=== Exercise ===
Rewrite the items from the line containing "of the small" through the end of the records as a Markdown table with columns Row and Line, one line per row and no blank lines.

=== Exercise input ===

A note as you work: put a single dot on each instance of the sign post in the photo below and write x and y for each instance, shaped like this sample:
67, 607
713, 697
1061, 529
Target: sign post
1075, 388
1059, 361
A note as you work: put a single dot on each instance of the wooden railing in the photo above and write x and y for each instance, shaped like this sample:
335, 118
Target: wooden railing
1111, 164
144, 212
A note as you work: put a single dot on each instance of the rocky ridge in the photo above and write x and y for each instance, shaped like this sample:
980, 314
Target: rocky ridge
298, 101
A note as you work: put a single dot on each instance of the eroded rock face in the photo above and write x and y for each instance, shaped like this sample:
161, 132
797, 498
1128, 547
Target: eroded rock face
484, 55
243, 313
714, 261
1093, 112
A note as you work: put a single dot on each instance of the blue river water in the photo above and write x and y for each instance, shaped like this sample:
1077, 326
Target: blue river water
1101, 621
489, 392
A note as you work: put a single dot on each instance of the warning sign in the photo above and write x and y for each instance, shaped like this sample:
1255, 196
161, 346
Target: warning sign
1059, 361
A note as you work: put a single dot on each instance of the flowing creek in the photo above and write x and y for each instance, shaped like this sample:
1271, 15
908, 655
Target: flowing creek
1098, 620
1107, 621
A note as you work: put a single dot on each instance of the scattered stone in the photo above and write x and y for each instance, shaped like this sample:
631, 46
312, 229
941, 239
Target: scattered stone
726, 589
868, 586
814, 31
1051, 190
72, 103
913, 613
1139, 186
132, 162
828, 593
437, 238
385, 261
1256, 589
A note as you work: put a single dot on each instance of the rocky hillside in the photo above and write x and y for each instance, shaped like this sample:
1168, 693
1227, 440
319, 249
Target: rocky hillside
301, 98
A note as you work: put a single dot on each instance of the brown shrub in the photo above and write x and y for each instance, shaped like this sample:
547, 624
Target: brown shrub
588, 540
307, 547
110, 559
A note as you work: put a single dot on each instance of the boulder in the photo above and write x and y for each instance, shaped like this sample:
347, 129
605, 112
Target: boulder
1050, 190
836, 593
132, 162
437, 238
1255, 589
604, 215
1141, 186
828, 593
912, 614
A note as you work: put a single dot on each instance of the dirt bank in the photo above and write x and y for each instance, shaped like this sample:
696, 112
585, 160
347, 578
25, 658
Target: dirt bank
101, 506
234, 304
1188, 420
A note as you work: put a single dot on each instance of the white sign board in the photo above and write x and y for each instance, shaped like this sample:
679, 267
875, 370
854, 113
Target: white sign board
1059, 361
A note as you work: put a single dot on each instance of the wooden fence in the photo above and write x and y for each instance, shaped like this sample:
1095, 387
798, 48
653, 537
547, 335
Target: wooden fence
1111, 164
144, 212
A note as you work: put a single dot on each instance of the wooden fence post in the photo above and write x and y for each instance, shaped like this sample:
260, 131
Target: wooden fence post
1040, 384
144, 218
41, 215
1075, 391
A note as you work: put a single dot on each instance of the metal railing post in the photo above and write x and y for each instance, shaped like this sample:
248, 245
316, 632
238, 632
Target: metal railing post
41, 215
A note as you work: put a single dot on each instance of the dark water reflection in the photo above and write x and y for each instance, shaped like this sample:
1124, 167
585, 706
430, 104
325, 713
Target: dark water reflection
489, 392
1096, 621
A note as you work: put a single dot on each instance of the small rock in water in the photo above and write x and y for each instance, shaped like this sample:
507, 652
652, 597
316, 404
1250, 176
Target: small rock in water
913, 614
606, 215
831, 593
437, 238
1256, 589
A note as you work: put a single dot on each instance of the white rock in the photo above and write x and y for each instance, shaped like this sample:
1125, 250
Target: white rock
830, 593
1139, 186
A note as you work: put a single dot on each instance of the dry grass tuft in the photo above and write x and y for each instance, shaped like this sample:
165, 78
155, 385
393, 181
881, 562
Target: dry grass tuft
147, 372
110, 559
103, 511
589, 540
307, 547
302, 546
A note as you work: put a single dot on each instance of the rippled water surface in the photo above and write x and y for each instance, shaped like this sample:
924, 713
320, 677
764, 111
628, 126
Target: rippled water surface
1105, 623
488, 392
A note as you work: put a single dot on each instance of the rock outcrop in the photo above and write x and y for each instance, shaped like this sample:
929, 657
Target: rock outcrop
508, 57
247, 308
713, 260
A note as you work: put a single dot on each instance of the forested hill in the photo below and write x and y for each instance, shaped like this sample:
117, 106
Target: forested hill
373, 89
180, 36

=== Reply ===
| Row | Line |
|---|---|
| 1 | A note as you work: put a single dot on each instance of the small rock in water in the photo above and write x and y for each instance, shaped like this sample: |
| 2 | 507, 652 |
| 3 | 652, 597 |
| 4 | 316, 404 |
| 5 | 1250, 176 |
| 6 | Target: small rock in water |
| 7 | 913, 614 |
| 8 | 606, 215 |
| 9 | 831, 593 |
| 10 | 437, 238 |
| 11 | 1256, 589 |
| 12 | A note as you work: put a single dot on each instance of the white rock in the photo above and write x and y for each instance, shaped like this sample: |
| 13 | 1125, 250 |
| 14 | Target: white rock |
| 15 | 830, 593 |
| 16 | 1139, 186 |
| 17 | A note as you work: put a single dot on each instance of the dry grass tuft in the photo above and write x and y for each instance, shaped like this sample: |
| 18 | 165, 78 |
| 19 | 155, 385 |
| 20 | 393, 181 |
| 21 | 881, 562 |
| 22 | Target: dry grass tuft |
| 23 | 147, 372 |
| 24 | 110, 559 |
| 25 | 103, 511 |
| 26 | 589, 540 |
| 27 | 307, 547 |
| 28 | 302, 546 |
| 29 | A note as you work: put a single dot on each instance of the rippled water surface in the photo above and write x and y for each instance, shaped like this sample: |
| 30 | 924, 713 |
| 31 | 320, 677 |
| 32 | 764, 111 |
| 33 | 628, 126 |
| 34 | Target: rippled water surface |
| 35 | 1105, 623 |
| 36 | 488, 392 |
| 37 | A note as you work: put a single dot on each instance of the rock outcrop in the photo above and write x and y for each instance, shaped like this sample: |
| 38 | 929, 657 |
| 39 | Target: rock outcrop |
| 40 | 508, 57 |
| 41 | 247, 308 |
| 42 | 713, 260 |
| 43 | A note as you work: put a single dot on each instance of the forested hill in the photo below and write x and y for each instance, shaped like this sample: |
| 44 | 117, 106 |
| 45 | Target: forested hill |
| 46 | 373, 89 |
| 47 | 180, 36 |